Rewrite the part of the records that opens with the line containing "Outline any black backdrop you see." and runs through the end of the records, changing "choppy wave" to "rough wave" and keeping everything else the same.

>> begin Listed entries

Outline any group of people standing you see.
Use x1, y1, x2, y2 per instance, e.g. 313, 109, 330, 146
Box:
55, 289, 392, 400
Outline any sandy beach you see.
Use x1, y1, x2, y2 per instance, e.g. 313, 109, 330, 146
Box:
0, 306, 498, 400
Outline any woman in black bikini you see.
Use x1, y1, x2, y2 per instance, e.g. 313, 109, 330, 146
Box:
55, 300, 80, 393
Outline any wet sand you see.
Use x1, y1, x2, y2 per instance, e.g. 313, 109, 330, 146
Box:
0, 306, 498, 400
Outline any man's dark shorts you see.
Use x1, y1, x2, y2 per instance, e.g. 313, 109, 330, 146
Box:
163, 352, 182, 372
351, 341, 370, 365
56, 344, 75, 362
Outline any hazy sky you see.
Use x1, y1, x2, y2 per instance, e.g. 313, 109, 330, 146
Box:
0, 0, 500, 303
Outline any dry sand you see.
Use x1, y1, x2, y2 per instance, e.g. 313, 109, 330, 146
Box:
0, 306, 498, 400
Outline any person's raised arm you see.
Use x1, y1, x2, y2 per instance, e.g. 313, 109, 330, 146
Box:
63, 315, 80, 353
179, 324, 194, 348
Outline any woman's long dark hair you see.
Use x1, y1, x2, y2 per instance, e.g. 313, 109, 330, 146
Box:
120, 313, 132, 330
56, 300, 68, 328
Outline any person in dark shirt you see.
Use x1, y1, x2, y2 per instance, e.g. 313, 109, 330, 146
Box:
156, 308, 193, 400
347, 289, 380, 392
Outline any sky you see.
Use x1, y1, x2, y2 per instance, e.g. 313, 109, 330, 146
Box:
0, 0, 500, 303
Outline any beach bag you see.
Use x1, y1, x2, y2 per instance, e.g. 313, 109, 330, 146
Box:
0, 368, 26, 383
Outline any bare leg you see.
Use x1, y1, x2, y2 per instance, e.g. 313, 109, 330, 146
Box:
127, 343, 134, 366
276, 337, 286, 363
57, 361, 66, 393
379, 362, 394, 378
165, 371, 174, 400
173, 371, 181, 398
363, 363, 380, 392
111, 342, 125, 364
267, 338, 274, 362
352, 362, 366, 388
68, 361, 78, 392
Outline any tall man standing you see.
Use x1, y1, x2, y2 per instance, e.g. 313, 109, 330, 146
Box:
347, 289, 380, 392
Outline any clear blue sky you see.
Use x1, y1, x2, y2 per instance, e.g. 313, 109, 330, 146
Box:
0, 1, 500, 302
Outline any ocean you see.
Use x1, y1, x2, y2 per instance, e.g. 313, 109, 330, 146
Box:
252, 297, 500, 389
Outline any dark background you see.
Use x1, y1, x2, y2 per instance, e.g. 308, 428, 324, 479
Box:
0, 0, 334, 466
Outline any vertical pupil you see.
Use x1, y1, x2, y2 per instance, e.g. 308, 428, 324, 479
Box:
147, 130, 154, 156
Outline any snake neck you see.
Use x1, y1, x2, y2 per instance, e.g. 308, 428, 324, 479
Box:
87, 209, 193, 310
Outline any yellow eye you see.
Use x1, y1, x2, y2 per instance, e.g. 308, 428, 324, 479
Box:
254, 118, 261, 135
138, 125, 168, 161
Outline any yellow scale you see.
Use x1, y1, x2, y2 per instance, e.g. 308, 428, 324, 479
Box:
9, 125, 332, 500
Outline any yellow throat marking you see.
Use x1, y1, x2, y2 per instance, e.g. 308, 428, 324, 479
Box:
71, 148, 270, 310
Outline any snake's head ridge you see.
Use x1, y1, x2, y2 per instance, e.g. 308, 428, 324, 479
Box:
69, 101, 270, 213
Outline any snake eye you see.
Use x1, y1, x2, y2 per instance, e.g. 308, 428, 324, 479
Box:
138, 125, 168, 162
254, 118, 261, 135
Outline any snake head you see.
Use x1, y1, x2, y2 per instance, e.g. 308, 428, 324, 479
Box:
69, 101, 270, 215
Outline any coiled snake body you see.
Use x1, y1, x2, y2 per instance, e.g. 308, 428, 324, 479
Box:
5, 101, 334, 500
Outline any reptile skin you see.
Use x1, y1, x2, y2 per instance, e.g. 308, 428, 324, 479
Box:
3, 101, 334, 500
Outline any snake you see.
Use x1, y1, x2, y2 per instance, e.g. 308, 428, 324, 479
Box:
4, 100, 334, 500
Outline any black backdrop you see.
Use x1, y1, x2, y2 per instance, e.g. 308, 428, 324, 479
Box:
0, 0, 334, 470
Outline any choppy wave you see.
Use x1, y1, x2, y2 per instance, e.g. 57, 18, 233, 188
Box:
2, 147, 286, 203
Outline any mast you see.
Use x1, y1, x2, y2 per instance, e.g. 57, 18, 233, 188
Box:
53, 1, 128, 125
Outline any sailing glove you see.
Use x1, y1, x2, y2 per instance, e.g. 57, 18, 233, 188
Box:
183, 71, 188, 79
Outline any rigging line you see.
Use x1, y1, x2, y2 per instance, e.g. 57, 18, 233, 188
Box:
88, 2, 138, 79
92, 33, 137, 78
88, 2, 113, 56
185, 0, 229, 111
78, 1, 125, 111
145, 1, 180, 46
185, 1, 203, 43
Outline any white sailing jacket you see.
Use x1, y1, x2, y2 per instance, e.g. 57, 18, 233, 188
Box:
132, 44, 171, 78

>> end Listed entries

- **Answer to this problem**
Outline any black backdrop you see.
Use x1, y1, x2, y2 per instance, e.g. 308, 428, 324, 479
Box:
0, 0, 334, 470
Outline any rough wave you see.
Use x1, y1, x2, y2 per instance, e.g. 57, 18, 233, 188
Box:
2, 147, 286, 203
Outline any mast you see.
Use x1, y1, x2, y2 per instance, e.g. 57, 18, 233, 188
Box:
53, 1, 128, 125
Outline any sailing glove you see.
Use x1, y1, x2, y2 per instance, e.g. 57, 18, 233, 188
Box:
183, 71, 188, 79
Outline any rigging line you see.
Use x1, y1, x2, y2 per instance, e.g. 57, 18, 233, 188
Box:
88, 2, 138, 79
92, 33, 137, 78
88, 2, 113, 56
185, 0, 229, 111
78, 1, 125, 111
145, 1, 180, 46
185, 1, 203, 43
Outline any white sailing jacket you see.
Use x1, y1, x2, y2 per instance, e.g. 57, 18, 233, 188
Box:
132, 44, 171, 78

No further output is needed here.